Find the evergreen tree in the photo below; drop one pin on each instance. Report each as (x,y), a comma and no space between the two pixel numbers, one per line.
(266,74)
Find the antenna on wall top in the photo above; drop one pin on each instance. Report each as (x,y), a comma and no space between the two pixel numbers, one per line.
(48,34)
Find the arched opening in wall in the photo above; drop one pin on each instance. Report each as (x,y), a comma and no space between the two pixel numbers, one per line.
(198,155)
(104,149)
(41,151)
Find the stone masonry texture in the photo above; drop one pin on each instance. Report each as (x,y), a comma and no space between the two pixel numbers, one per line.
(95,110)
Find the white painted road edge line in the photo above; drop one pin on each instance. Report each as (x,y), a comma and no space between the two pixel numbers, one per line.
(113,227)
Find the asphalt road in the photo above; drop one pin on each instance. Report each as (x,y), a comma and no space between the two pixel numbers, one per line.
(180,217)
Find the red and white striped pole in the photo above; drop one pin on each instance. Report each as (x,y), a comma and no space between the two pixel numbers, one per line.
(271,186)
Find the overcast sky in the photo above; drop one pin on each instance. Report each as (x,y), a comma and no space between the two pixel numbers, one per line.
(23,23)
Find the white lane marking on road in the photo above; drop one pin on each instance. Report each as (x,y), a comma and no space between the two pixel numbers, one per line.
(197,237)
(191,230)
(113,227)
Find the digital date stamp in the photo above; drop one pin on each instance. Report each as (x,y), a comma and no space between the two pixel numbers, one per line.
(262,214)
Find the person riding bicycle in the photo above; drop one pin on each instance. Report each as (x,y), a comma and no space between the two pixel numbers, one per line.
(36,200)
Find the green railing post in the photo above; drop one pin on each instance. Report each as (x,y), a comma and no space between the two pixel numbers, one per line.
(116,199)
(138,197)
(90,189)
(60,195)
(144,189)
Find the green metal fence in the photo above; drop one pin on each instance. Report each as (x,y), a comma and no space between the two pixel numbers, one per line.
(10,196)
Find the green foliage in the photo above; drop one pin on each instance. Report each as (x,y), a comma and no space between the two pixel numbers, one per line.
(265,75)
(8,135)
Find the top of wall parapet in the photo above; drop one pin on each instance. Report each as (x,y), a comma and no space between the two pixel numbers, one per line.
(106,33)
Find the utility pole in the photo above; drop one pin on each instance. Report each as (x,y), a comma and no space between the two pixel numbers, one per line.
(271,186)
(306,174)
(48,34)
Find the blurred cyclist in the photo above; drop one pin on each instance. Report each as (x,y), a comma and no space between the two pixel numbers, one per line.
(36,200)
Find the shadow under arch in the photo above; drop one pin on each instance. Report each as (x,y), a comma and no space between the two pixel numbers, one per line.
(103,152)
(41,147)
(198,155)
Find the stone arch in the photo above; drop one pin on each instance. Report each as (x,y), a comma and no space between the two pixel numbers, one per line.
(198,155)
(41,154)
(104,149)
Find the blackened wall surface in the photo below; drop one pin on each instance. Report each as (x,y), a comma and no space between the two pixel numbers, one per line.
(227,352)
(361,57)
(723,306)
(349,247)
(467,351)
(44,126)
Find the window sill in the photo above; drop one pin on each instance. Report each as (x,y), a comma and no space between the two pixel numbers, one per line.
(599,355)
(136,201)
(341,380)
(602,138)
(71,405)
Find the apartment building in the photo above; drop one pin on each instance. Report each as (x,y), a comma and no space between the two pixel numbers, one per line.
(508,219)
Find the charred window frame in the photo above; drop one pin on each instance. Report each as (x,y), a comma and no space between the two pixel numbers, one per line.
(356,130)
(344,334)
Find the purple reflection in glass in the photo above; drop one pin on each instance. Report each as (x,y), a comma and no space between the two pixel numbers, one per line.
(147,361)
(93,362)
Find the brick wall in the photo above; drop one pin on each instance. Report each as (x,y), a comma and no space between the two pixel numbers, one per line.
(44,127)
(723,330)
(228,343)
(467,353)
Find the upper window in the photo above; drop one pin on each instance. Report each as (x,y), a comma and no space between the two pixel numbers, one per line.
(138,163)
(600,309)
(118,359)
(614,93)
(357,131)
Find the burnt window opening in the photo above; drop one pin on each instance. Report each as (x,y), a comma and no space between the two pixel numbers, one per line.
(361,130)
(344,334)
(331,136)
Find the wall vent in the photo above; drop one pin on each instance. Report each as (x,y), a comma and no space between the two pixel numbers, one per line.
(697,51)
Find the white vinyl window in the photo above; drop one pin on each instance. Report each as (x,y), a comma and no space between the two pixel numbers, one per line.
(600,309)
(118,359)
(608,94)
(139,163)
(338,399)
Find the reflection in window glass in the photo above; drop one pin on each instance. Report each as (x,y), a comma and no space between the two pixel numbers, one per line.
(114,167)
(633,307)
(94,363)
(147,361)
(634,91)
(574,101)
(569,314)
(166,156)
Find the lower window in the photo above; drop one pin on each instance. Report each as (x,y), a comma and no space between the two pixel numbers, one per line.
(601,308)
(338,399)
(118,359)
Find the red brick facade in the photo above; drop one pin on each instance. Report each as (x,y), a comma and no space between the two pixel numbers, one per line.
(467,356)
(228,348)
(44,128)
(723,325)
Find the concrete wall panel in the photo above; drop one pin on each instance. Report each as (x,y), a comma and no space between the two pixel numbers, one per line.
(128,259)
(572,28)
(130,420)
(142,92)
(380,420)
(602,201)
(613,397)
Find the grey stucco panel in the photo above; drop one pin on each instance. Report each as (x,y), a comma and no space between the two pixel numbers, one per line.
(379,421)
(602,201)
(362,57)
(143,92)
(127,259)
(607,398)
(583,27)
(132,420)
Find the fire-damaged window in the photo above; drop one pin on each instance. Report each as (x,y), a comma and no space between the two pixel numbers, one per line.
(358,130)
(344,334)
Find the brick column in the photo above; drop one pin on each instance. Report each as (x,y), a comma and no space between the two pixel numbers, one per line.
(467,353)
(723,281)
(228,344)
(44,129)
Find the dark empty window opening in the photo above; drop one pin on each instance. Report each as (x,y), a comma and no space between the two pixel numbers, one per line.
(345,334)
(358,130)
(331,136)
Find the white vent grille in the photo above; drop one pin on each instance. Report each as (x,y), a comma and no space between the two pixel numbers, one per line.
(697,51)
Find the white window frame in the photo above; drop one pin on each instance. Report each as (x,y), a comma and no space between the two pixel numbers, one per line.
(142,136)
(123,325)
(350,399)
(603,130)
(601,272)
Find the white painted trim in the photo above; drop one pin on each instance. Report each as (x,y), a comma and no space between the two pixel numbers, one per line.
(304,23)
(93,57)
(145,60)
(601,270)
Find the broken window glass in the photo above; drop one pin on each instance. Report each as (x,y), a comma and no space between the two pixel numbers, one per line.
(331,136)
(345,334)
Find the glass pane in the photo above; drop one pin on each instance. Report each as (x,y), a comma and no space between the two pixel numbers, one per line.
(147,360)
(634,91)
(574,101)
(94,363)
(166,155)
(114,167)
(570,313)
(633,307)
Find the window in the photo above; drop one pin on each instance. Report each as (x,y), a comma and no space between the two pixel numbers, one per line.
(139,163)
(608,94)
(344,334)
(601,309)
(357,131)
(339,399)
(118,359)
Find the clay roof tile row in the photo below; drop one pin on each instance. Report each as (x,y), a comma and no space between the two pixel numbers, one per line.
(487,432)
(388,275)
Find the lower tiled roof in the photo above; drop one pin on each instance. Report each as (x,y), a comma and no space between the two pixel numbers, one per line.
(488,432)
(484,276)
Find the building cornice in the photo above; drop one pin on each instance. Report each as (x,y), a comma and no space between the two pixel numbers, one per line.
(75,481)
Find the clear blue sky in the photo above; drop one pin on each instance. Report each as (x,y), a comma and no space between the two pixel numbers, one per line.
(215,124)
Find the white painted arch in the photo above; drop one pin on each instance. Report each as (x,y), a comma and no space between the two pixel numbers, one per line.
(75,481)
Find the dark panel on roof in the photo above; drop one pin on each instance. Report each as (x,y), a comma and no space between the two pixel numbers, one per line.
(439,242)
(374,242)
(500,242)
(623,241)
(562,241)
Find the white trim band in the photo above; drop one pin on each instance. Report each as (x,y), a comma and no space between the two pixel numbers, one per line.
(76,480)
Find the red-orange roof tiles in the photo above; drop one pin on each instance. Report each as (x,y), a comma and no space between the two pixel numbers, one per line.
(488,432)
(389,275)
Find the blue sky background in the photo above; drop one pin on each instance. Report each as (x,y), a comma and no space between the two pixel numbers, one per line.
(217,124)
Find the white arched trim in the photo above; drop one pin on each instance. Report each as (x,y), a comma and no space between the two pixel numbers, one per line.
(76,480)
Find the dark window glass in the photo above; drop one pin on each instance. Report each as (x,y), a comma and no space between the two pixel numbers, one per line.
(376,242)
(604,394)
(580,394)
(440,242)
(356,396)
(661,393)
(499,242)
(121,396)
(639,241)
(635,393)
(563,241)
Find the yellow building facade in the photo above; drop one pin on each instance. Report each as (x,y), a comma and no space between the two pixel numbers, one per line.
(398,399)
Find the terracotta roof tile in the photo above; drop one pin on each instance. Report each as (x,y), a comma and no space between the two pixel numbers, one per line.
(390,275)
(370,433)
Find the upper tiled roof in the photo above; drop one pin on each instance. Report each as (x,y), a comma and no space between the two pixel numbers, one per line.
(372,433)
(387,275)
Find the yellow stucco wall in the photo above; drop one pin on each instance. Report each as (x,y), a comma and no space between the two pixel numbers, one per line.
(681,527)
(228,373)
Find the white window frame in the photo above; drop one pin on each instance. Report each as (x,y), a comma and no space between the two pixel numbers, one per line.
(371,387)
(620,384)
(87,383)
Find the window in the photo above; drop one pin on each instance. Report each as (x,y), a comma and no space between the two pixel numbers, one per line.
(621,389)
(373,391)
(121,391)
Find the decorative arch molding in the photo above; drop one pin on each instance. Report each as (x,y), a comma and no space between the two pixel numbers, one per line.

· · · · · · ·

Brief:
Give again only the lines of the material above that run from the one with "Find the blue" through the end, both included, exactly as they appear.

Exercise answer:
Find the blue sky background in the photo above; drop one pin on each instance. Report each as (x,y), a comma and no space between the two pixel numbers, one per line.
(217,124)
Find the white arched trim in the photo above; drop one pin on each instance. Report each as (x,y), a comma and no space between the two pixel numbers, one per line.
(76,480)
Find the dark window glass in the photo above; drop one pin on each instance. Report each as (x,y), a comma and no space between the two pixel numbers, one per line.
(376,242)
(604,394)
(580,394)
(440,242)
(356,396)
(661,393)
(499,242)
(121,396)
(639,241)
(635,393)
(563,241)
Find the yellow building facade in the photo above; drop one pin on each instance. Report each as (x,y), a comma and no space between the two pixel numbers, one per line.
(398,399)
Find the terracotta roof tile in the photo above; drop one pin on each instance. Report each as (x,y), a comma and no space between the two pixel numbers, one per line.
(390,275)
(370,433)
Find the upper tiled roof in the photo above; drop one pin on each instance. Report each as (x,y), a comma and no space between the two pixel numbers, one per line.
(372,433)
(387,275)
Find the yellow stucco wall in the photo above; drop one pin on each instance. Report each as (x,y), a comma and no space between the two pixel numbers, one per line.
(681,527)
(228,373)
Find the white window frame in the photo above; drop one pin on each instance. Report each as (x,y), a comma and no space between the two pixel numbers, one per line.
(371,387)
(620,384)
(87,383)
Find the window in the photo above; drop one pin on each instance. Report each as (x,y), a comma and no space between the two pixel numbers, one per line.
(621,389)
(373,391)
(121,391)
Find the decorative arch molding in the photo above; drop one pin on each instance. Report each as (x,y), a comma and no space between the two pixel numbers, one per line.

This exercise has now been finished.